WHAT IS ASKED
(1) In the mailing list post below, condense the paragraph beginning "OK..I did try using seek and tell" into a short bulleted list that keeps its main facts.
(2) From the mailing list post below, list every module that the script imports.
(3) Extend the Python script in the mailing list post below, continuing directly after its final line of code.

PAGE EXTRACT
## start

[Tutor] Fw: File handling: open a file at specified byte?

Mon Feb 20 09:01:31 CET 2006

Forwarding for list visibility

----- Original Message ----- 
From: "Brian Gustin" <brian at daviesinc.com>
To: "Alan Gauld" <alan.gauld at freenet.co.uk>
Sent: Monday, February 20, 2006 2:23 AM
Subject: Re: [Tutor] File handling: open a file at specified byte?


> 
> > look at the file tell() and seek() methods.
> >
> > They will tell you the current location and allow you to move to a
> > specific location.
> 
> 
> OK..I did try using seek and tell, and couldnt get working code to do 
> what I needed it to, however, it did lead me to discover the fileinput 
> module, so.. Ive tested it on my test file, and it works quite well, I'd 
> like to see if you can offer any better suggestions - keeping in mind a 
> log file can grow to as large as 3 GB, so memory management will bee 
> important, as will execution time (I will need this parser to execute on 
> a file as large as 3 - 4 GB in under 10 minutes time, ideally shooting 
> for less than 1 minute)
> 
> Code follows:
> ##START CODE ##########
> #!/usr/bin/python
>  #for testing of tux parser
> # read "live" log file and parse it into separate domain files
> import string
> import re
> import fileinput
> 
> myfiles={}
> line=1
> last=0
> try:
>     bkmk = open('bookmark','r')

## end

Labeled-object pointing entries
## start

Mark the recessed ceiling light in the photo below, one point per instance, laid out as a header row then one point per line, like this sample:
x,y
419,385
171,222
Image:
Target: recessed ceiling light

## end

RESULTS OF THE TASKS
(1)
- Seek and tell were tried, but they did not produce working code for the task.
- That attempt led to the discovery of the fileinput module, which worked well on a test file.
- Further suggestions for improvement are requested.
- A log file can grow as large as 3 GB, so memory management is important.
- Execution time also matters: the parser must process a 3–4 GB file in under 10 minutes, ideally in under 1 minute.

(2)
- string
- re
- fileinput

(3)
>     last = bkmk.readline()
>     bkmk.close()
> except:
>     pass
> for outputdata in fileinput.input('./testfile.tuxlog'):
>     #sourcelist.sort()
>     #print outputdata
>     if fileinput.filelineno() < int(last):
>         continue
>     else:
>         info = re.search('(?<=GET )([a-zA-Z0-9\-\.]+)', outputdata)
>         try:
>             namecheck = info.group(0)
>         except AttributeError:
>             continue
>         try:
>             namecheck=namecheck.replace('www.','')
>             check = re.search('(\.[a-z]+$)',namecheck)
>             if check == None:
>                 domain = 'Errors'
>             else:
>                 res = re.search('(\ (301|404|403|302)\ 0)',outputdata)
>                 if res == None:
>                     domain = namecheck
>                 else:
>                     domain = '404_301errors'
>             outputdata=outputdata.replace(' '+domain+'/',' /')
>             if myfiles.has_key(domain):
>                 domhandle = myfiles.get(domain)
>             else:
> 
> domhandle=open('/var/log/tuxp/'+domain+'-access.log.1','w+')
>                 myfiles[domain] = domhandle
> 
> 
>             domhandle.write(outputdata)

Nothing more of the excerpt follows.